### EXTRAIT DU DOCUMENT
━━━

Le vice-permier ministre chinois Liu He et la secrétaire américaine au Trésor Janet Yellen. (Source : Tintuc)
Le vice-permier ministre chinois Liu He et la secrétaire américaine au Trésor Janet Yellen. (Source : Tintuc)
Ce mercredi 2 juin, la secrétaire américaine au Trésor Janet Yellen et le vice-Premier ministre chinois Liu He se sont entretenus par visioconférence. C’est la deuxième conférence virtuelle en une semaine de responsables économiques et commerciaux depuis l’arrivée à la Maison Blanche du président Joe Biden le 21 janvier dernier.
Cet événement représente à n’en pas douter un signe important de la volonté commune des États-Unis et de la Chine de renouer un dialogue économique et commercial, mais peut-être aussi politique. Pékin le demandait à cor et à cri depuis des mois, mais Washington était jusque-là demeuré sourd à ces appels du pied.
Liu He, un homme de confiance du président Xi Jinping qui avait déjà été le négociateur chinois chargé de discuter les termes d’un accord commercial avec les responsables de l’administration de Donald Trump, a également eu le 26 mai un échange « en toute franchise » avec la représentante américaine pour le commerce Katherine Tai.

Fin de l’acrimonie ?

Depuis le 20 janvier, l’administration américaine n’a eu de cesse de critiquer la Chine, l’accusant de violations des droits de l’homme à Hong Kong, au Xinjiang et au Tibet. Washington s’est efforcé de rallier à sa cause d’autres pays riches dans l’espoir de former un front uni contre Pékin.

━━━

### ENTRÉES DE DONNÉES

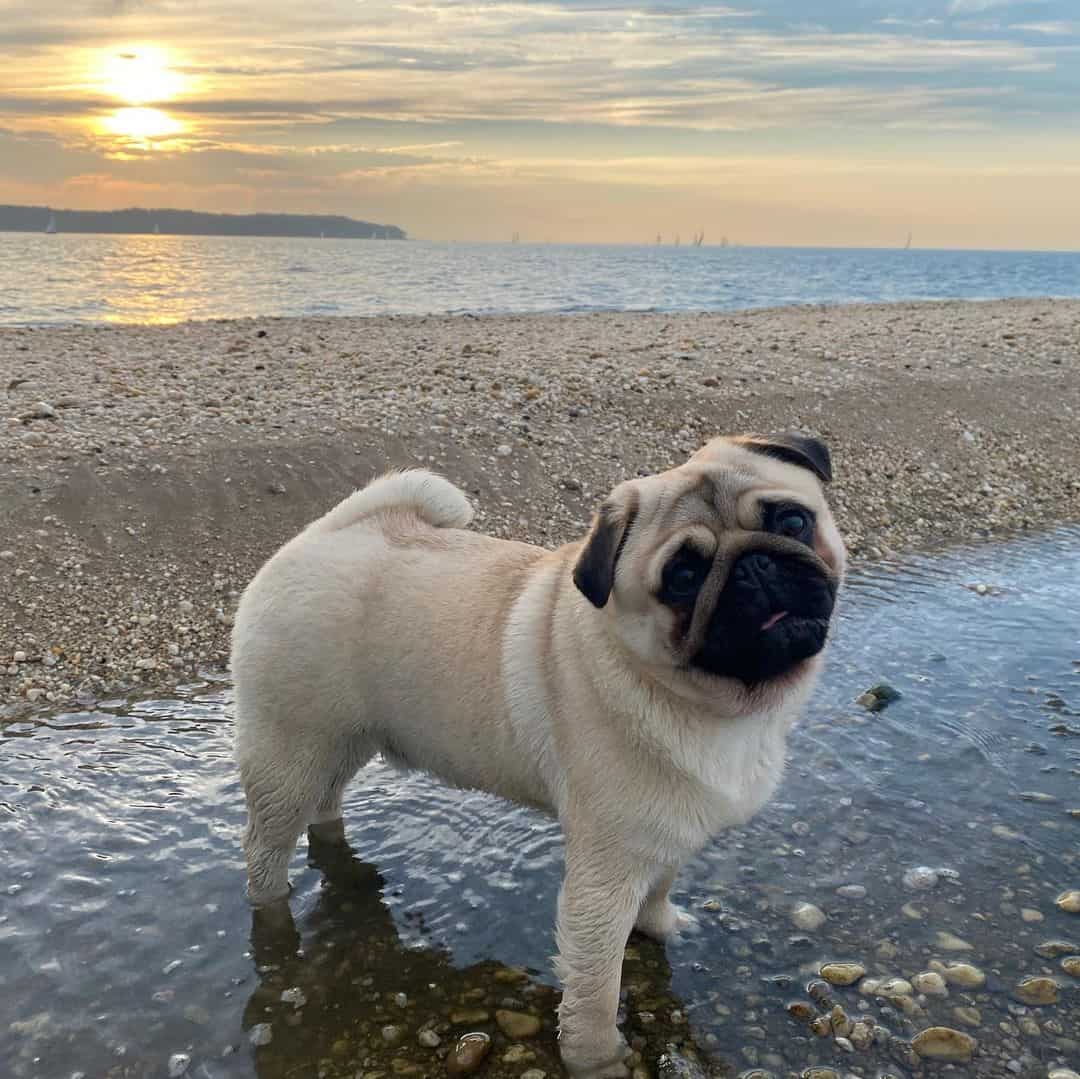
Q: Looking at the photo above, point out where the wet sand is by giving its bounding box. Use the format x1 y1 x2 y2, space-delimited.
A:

━━━

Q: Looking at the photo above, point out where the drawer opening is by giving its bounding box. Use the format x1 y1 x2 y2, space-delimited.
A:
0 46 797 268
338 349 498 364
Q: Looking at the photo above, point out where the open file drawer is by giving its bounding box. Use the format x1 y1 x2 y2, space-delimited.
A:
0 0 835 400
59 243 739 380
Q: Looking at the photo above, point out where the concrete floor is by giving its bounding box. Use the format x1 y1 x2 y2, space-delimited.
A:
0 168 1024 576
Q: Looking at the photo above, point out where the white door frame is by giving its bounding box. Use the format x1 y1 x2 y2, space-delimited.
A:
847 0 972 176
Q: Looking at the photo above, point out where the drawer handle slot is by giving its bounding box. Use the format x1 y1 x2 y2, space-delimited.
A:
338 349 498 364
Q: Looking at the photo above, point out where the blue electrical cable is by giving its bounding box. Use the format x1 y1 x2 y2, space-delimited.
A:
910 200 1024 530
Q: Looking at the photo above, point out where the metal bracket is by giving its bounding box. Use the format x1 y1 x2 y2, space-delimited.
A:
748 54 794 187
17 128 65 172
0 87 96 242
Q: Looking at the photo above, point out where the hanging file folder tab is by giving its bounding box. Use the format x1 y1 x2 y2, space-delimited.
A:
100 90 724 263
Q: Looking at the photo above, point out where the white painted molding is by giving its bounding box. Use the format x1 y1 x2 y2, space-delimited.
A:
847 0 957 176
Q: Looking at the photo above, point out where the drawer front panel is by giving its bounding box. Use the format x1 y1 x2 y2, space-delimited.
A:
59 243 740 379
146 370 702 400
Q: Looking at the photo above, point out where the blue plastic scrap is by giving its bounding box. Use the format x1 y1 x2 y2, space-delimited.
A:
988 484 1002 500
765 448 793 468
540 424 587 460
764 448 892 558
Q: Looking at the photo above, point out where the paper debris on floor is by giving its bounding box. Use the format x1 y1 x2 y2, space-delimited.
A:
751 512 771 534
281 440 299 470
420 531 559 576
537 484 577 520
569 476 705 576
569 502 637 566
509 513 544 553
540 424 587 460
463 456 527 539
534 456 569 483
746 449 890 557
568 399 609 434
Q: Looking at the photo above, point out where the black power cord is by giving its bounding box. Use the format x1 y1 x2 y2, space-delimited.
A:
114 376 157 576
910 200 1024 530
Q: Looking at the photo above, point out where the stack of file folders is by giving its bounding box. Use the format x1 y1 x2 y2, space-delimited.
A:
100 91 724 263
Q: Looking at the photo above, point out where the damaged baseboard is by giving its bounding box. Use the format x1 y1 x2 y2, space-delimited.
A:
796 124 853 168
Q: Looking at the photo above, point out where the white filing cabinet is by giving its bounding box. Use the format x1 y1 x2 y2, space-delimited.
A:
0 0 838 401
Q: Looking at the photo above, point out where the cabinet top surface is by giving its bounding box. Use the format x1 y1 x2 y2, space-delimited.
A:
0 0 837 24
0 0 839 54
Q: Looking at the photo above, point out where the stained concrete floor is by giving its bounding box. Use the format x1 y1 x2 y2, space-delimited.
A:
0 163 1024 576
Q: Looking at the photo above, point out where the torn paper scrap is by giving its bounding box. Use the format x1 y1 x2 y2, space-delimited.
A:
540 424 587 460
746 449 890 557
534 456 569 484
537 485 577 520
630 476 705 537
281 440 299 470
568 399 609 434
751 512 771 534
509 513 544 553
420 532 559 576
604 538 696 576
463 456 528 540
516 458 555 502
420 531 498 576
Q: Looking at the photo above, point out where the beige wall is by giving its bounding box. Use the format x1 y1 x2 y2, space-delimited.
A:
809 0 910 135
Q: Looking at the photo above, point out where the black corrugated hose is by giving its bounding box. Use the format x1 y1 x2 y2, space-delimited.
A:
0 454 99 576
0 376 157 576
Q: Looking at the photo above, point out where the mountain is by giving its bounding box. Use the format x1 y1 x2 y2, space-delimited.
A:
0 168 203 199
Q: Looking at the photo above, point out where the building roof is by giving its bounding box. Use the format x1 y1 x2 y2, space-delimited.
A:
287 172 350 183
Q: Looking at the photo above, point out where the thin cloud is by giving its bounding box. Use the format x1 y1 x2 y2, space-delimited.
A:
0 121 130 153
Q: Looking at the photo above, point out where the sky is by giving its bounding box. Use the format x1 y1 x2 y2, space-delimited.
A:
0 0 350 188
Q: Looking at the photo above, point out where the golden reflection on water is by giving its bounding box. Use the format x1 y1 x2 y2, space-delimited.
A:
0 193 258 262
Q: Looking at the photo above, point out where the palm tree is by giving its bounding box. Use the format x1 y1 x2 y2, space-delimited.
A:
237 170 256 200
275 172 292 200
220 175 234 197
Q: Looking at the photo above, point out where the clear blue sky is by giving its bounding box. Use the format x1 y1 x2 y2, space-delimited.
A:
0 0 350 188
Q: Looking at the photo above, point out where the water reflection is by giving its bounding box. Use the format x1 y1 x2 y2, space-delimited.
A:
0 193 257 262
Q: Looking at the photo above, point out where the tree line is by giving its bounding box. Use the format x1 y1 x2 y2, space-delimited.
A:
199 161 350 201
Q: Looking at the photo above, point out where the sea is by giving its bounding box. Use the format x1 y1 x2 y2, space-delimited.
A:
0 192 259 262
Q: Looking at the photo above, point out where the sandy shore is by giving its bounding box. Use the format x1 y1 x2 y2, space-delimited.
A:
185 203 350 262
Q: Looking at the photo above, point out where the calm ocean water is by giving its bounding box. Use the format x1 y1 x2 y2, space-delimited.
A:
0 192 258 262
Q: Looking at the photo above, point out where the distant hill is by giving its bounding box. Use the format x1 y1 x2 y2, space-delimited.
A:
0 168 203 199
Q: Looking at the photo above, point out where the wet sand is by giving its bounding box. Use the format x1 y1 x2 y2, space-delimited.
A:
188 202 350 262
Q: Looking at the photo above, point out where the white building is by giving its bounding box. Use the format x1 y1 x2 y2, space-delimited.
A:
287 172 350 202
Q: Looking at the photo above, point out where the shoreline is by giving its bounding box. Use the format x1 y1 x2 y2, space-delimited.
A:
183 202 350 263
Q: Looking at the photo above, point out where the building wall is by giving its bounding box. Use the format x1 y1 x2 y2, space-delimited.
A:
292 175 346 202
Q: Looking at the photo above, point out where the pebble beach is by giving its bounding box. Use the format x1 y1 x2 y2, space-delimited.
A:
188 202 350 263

━━━

### CONSIGNES DE TRAVAIL
1. Reproduisez le passage de l'extrait sur le dialogue sino-américain allant de « Cet événement représente » à « appels du pied. ».
2. Selon l'extrait sur le dialogue sino-américain, à quelle date Liu He a-t-il eu un échange avec Katherine Tai ?

### SOLUTIONS DANS L'ORDRE
1.
Cet événement représente à n’en pas douter un signe important de la volonté commune des États-Unis et de la Chine de renouer un dialogue économique et commercial, mais peut-être aussi politique. Pékin le demandait à cor et à cri depuis des mois, mais Washington était jusque-là demeuré sourd à ces appels du pied.

2. Le 26 mai.